** Begin RECORDED DATA **

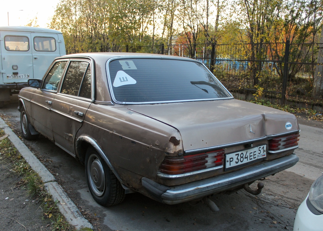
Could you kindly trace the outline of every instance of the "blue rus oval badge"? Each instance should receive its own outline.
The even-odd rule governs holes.
[[[289,122],[287,122],[285,125],[285,127],[287,130],[290,130],[292,129],[292,124]]]

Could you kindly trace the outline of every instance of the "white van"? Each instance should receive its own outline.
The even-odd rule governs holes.
[[[42,79],[54,59],[66,54],[61,33],[27,27],[0,27],[0,108],[29,79]]]

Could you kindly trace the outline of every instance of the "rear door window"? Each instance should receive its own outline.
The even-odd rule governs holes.
[[[34,37],[34,47],[37,51],[54,52],[56,50],[56,42],[53,38]]]
[[[91,98],[91,68],[88,62],[72,61],[63,82],[61,93]]]
[[[5,47],[9,51],[26,51],[29,50],[29,39],[26,36],[7,35],[5,37]]]
[[[44,79],[43,89],[57,91],[67,61],[57,62],[54,64]]]

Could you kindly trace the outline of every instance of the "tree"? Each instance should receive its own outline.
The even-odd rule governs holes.
[[[234,6],[235,10],[240,9],[239,21],[245,26],[245,32],[240,36],[242,42],[247,38],[249,44],[245,49],[248,59],[248,68],[254,81],[258,84],[259,75],[263,62],[259,60],[266,59],[267,50],[266,43],[270,41],[270,31],[274,22],[279,17],[283,0],[236,0],[239,8]]]
[[[294,78],[303,68],[297,63],[312,62],[317,51],[307,43],[314,43],[318,37],[317,32],[321,28],[320,25],[322,19],[322,3],[316,0],[295,0],[284,3],[281,12],[273,26],[272,41],[275,43],[270,48],[273,58],[283,60],[285,53],[282,44],[289,40],[290,47],[289,59],[292,63],[288,68],[288,79]],[[277,73],[283,76],[283,65],[282,62],[276,63]],[[314,75],[314,65],[311,72]]]

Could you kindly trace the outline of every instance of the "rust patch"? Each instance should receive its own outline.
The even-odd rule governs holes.
[[[174,136],[171,137],[171,138],[169,139],[169,141],[168,142],[171,143],[175,146],[177,146],[179,145],[180,143],[180,141],[176,139]]]

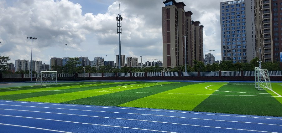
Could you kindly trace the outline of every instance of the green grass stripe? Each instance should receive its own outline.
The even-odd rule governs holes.
[[[61,103],[66,101],[113,93],[112,92],[108,92],[108,91],[122,91],[170,83],[169,82],[147,82],[142,83],[141,84],[129,84],[122,86],[113,87],[88,90],[81,92],[74,92],[63,94],[34,97],[20,99],[18,100],[55,103]]]
[[[206,82],[188,85],[133,101],[121,106],[191,110],[226,83]],[[187,84],[188,85],[189,84]]]
[[[218,90],[237,90],[253,93],[267,93],[258,90],[253,85],[223,85]],[[225,95],[230,92],[217,91],[193,110],[196,111],[210,112],[258,115],[282,116],[282,105],[274,97],[266,96]],[[258,94],[247,95],[265,95]],[[271,96],[270,94],[268,96]],[[276,95],[277,96],[277,95]]]
[[[0,99],[6,100],[16,100],[21,99],[29,98],[33,97],[36,97],[51,95],[55,94],[59,94],[63,93],[69,93],[77,91],[83,91],[97,89],[107,87],[111,87],[113,86],[117,86],[119,85],[124,84],[123,83],[119,82],[120,84],[105,83],[102,85],[96,86],[88,86],[84,87],[76,88],[73,88],[66,89],[63,90],[49,90],[44,91],[36,92],[35,92],[27,93],[20,94],[8,95],[0,96]],[[138,84],[138,82],[130,83],[131,84]]]
[[[192,84],[196,83],[190,83]],[[187,85],[181,83],[157,85],[127,90],[109,94],[82,98],[62,103],[101,106],[116,106],[131,101],[146,97],[158,93]]]
[[[106,83],[108,82],[97,82],[97,83]],[[47,88],[56,87],[60,87],[66,86],[67,86],[71,85],[82,85],[87,84],[92,84],[94,82],[78,82],[78,83],[64,83],[60,84],[60,83],[57,83],[58,84],[56,85],[44,85],[42,86],[20,86],[20,87],[8,87],[2,88],[0,89],[0,92],[9,91],[14,91],[15,90],[30,90],[38,88]]]
[[[38,87],[37,89],[21,90],[15,90],[13,91],[9,91],[4,92],[1,92],[0,93],[0,96],[17,94],[22,93],[26,93],[31,92],[38,92],[39,91],[44,91],[48,90],[59,90],[65,89],[66,89],[75,88],[79,87],[84,87],[88,86],[94,86],[97,85],[100,85],[103,84],[119,84],[118,82],[116,82],[113,83],[112,82],[106,83],[103,83],[101,82],[95,82],[92,84],[81,85],[72,85],[70,86],[62,86],[60,87],[55,87],[55,86],[48,86],[48,87],[46,88],[41,88]]]

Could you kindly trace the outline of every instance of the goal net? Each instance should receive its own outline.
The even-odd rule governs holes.
[[[36,85],[57,85],[57,71],[42,71],[37,74]]]
[[[258,90],[272,90],[268,71],[265,69],[262,69],[258,67],[256,67],[254,69],[255,84],[256,88]]]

** End RECORDED DATA **

• [WORK TO COMPLETE]:
Reproduce every line of the data above verbatim, leaving out the pictures.

• [SOLUTION FOR THIS TASK]:
Could you kindly trace the outline of every instance of the "blue rus oval badge"? Each instance should receive its own outline.
The even-odd rule governs holes.
[[[289,122],[287,122],[285,125],[285,127],[287,130],[290,130],[292,129],[292,124]]]

Could you kindly trace the outline of every instance of the "white van"? Each instance should receive its own outline.
The even-odd rule governs holes.
[[[42,79],[54,59],[66,54],[61,33],[27,27],[0,27],[0,108],[29,79]]]

Could you kindly trace the outline of every instance of the "rear door window"? Each instance should receive its own outline.
The even-odd rule governs holes.
[[[34,37],[34,47],[37,51],[54,52],[56,50],[56,42],[53,38]]]
[[[91,98],[91,68],[88,62],[72,61],[63,82],[61,93]]]
[[[5,47],[9,51],[26,51],[29,50],[29,39],[26,36],[7,35],[5,37]]]
[[[44,79],[43,89],[57,91],[67,61],[57,62],[54,64]]]

Could you kindly trace the outline of every instance of the "tree"? Each instance should receive its own outline.
The even-odd rule governs holes.
[[[234,6],[235,10],[240,9],[239,21],[245,26],[245,32],[240,36],[242,42],[247,38],[249,44],[245,49],[248,59],[248,68],[254,81],[258,84],[259,75],[263,62],[259,60],[266,59],[267,50],[266,43],[270,41],[270,31],[274,22],[279,17],[283,0],[236,0],[239,8]]]
[[[294,78],[303,68],[297,63],[312,62],[317,51],[307,43],[314,43],[318,37],[317,32],[321,28],[320,25],[322,19],[322,3],[316,0],[295,0],[284,3],[281,12],[273,26],[272,41],[275,43],[270,48],[273,58],[283,60],[285,53],[282,44],[289,40],[290,47],[289,59],[292,63],[288,68],[288,79]],[[277,73],[283,76],[283,65],[282,62],[276,63]],[[314,75],[314,65],[311,72]]]

Could you kindly trace the outline of every instance of the "rust patch"? Each instance should receive its own outline.
The even-odd rule governs holes.
[[[174,136],[171,137],[171,138],[169,139],[169,141],[168,142],[171,143],[175,146],[177,146],[179,145],[180,143],[180,141],[176,139]]]

Could you kindly trace the outline of every instance of the green grass stripe? Each instance should receive its own outline.
The even-odd rule governs holes.
[[[61,103],[66,101],[113,93],[112,92],[108,92],[108,91],[122,91],[170,83],[169,82],[147,82],[142,83],[141,84],[129,84],[122,86],[113,87],[88,90],[81,92],[74,92],[63,94],[34,97],[20,99],[18,100],[55,103]]]
[[[206,82],[188,85],[133,101],[121,106],[191,110],[226,83]],[[187,84],[188,85],[189,84]]]
[[[218,90],[237,90],[253,93],[267,93],[258,90],[253,85],[223,85]],[[225,95],[230,92],[217,91],[193,110],[196,111],[210,112],[258,115],[282,116],[282,105],[274,97],[266,96]],[[258,94],[247,95],[265,95]],[[271,96],[270,94],[268,96]],[[276,95],[277,96],[277,95]]]
[[[0,99],[6,100],[16,100],[21,99],[29,98],[33,97],[36,97],[51,95],[55,94],[59,94],[63,93],[69,93],[77,91],[83,91],[97,89],[107,87],[111,87],[113,86],[117,86],[119,85],[124,84],[123,83],[119,82],[120,84],[105,83],[102,85],[96,86],[88,86],[84,87],[76,88],[73,88],[66,89],[63,90],[49,90],[44,91],[36,92],[35,92],[27,93],[20,94],[8,95],[0,96]],[[138,84],[138,82],[130,83],[131,84]]]
[[[192,84],[196,83],[190,83]],[[187,85],[181,83],[157,85],[127,90],[109,94],[82,98],[62,103],[101,106],[116,106],[131,101],[146,97],[158,93]]]
[[[106,83],[108,82],[97,82],[97,83]],[[47,88],[56,87],[60,87],[66,86],[67,86],[71,85],[82,85],[87,84],[92,84],[94,82],[78,82],[78,83],[64,83],[60,84],[60,83],[57,83],[58,84],[56,85],[44,85],[42,86],[20,86],[20,87],[8,87],[2,88],[0,89],[0,92],[9,91],[14,91],[15,90],[30,90],[38,88]]]
[[[38,87],[37,89],[21,90],[15,90],[13,91],[9,91],[4,92],[1,92],[0,93],[0,96],[17,94],[22,93],[26,93],[31,92],[38,92],[39,91],[44,91],[48,90],[59,90],[65,89],[66,89],[75,88],[79,87],[84,87],[88,86],[94,86],[97,85],[100,85],[103,84],[119,84],[118,82],[116,82],[113,83],[112,82],[106,83],[103,83],[101,82],[95,82],[92,84],[81,85],[72,85],[70,86],[62,86],[60,87],[55,87],[55,86],[48,86],[48,87],[46,88],[41,88]]]

Could you kindly trace the outline of every instance of the goal net? Each instance should receive its own outline.
The even-odd rule governs holes.
[[[36,85],[57,85],[57,71],[42,71],[37,74]]]
[[[258,90],[272,90],[268,71],[265,69],[262,69],[258,67],[256,67],[254,69],[255,84],[256,88]]]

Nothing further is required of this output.